Objetivo 1. Transcribe de la sección del documento sobre la violencia en México el pasaje que va desde "Nuevamente, evocamos a" hasta "la injusticia social.".
Objetivo 2. Explica, en una a tres oraciones y según la sección del documento sobre la violencia en México, por qué llamar "guerra" a la persecución de los grupos criminales tiene un alcance mayor que el enfrentamiento entre el Estado y el crimen organizado.

Sección del documento.
○ ○ ○ ○ ○ ○ ○

De alguna manera, la violencia en México responde a condiciones sociales propicias para el desarrollo de conflictos internos, generados en el marco del combate al crimen organizado; dicho de otro modo, la violencia atribuible a la lucha contra el narcotráfico es el resultado de “las falencias de un Estado que ha dejado de cumplir con su función básica que es la de procurar seguridad” (Illades y Santiago, 2014, p. 359). Que se nombre “guerra” a la “persecución” de los grupos criminales representa no sólo la figuración de un enemigo interno al que hay que combatir, sino también la instauración de “un régimen de excepción de facto, y por tanto extralegal (un estado de guerra)” (Illades y Santiago, 2014, p. 330); éste no se reduce al enfrentamiento Estado-crimen organizado, sino que incluye el quebranto de los derechos y libertades.
Como Rossana Reguillo (2008) lo ha señalado desde hace ya muchos años, la precariedad socioeconómica, la baja esperanza de vida y las diferencias sociales son parte del “mapa estructural” en el que se despliegan las violencias asociadas a la juventud. Además, a la fórmula pobreza-expulsión se agregan las erráticas decisiones sobre seguridad que los últimos tres gobiernos nacionales —correspondientes a los sexenios de Felipe Calderón, Enrique Peña Nieto y Andrés Manuel López Obrador— han tomado con el fin, según dicen, de garantizar la vida y tranquilidad de las personas, y que han devenido en la expansión y exacerbación de la violencia. Ésta ilustra el nuevo escenario; a decir de Reguillo (2008), la paralegalidad: “un orden paralelo que construye sus propios códigos, normas y rituales” (p. 221). En el contexto mexicano, advierte la autora, lo grave es que el Estado parece adoptar los mismos métodos de su “adversario”, en lugar de atender las problemáticas sociales de manera estructural.
Nuevamente, evocamos a Illades y a Santiago (2014) para decir que, en efecto, “la espiral de la violencia inicia con demandas básicas […] insatisfechas por el Estado” (p. 462). En otras palabras, la violencia como respuesta a esa falta de atención no es algo excepcional, pero sí las formas que ha adquirido su reproducción: el ascenso inusitado de los asesinatos, los secuestros, los robos, la explotación y comercio de los cuerpos —todo esto con una carga excesiva de espectacularización— y el paso inusitado a las desapariciones. Lo anterior nos obliga a volver a mirar una década atrás y descubrir, en el discurso sobre el enemigo interno, una deriva sumamente peligrosa que hizo evidente la vulneración de las vidas que siempre se han mantenido en la franja de la marginación y la injusticia social.

○ ○ ○ ○ ○ ○ ○

Registros del listado.
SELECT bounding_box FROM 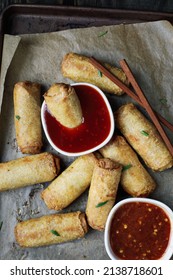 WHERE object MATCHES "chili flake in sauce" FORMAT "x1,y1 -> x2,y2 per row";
110,202 -> 171,260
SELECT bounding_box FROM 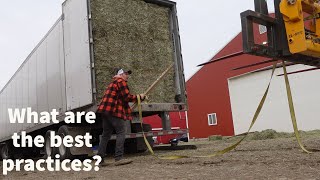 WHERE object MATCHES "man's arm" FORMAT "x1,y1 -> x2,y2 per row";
118,81 -> 137,102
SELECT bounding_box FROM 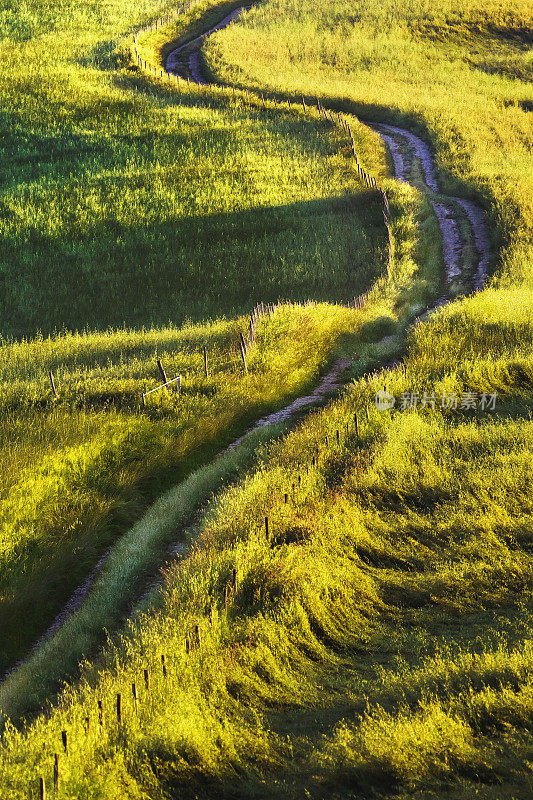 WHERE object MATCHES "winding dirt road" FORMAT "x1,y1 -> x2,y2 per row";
2,6 -> 491,680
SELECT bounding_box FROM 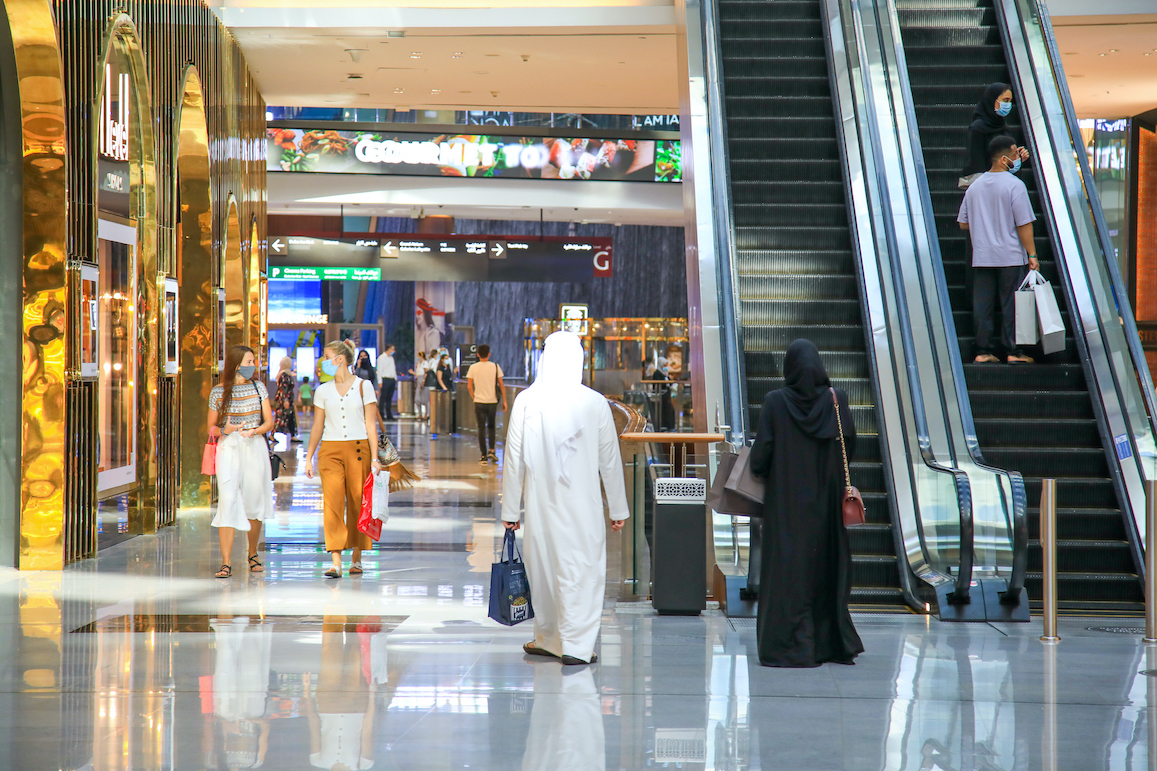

○ ○ ○ ○ ○ ○ ○

Respuesta completa 1.
Nuevamente, evocamos a Illades y a Santiago (2014) para decir que, en efecto, “la espiral de la violencia inicia con demandas básicas […] insatisfechas por el Estado” (p. 462). En otras palabras, la violencia como respuesta a esa falta de atención no es algo excepcional, pero sí las formas que ha adquirido su reproducción: el ascenso inusitado de los asesinatos, los secuestros, los robos, la explotación y comercio de los cuerpos —todo esto con una carga excesiva de espectacularización— y el paso inusitado a las desapariciones. Lo anterior nos obliga a volver a mirar una década atrás y descubrir, en el discurso sobre el enemigo interno, una deriva sumamente peligrosa que hizo evidente la vulneración de las vidas que siempre se han mantenido en la franja de la marginación y la injusticia social.

Respuesta completa 2. Llamarla "guerra" no solo configura un enemigo interno al que hay que combatir. También instaura un régimen de excepción de facto y extralegal, un estado de guerra. Ese régimen abarca además el quebranto de los derechos y libertades.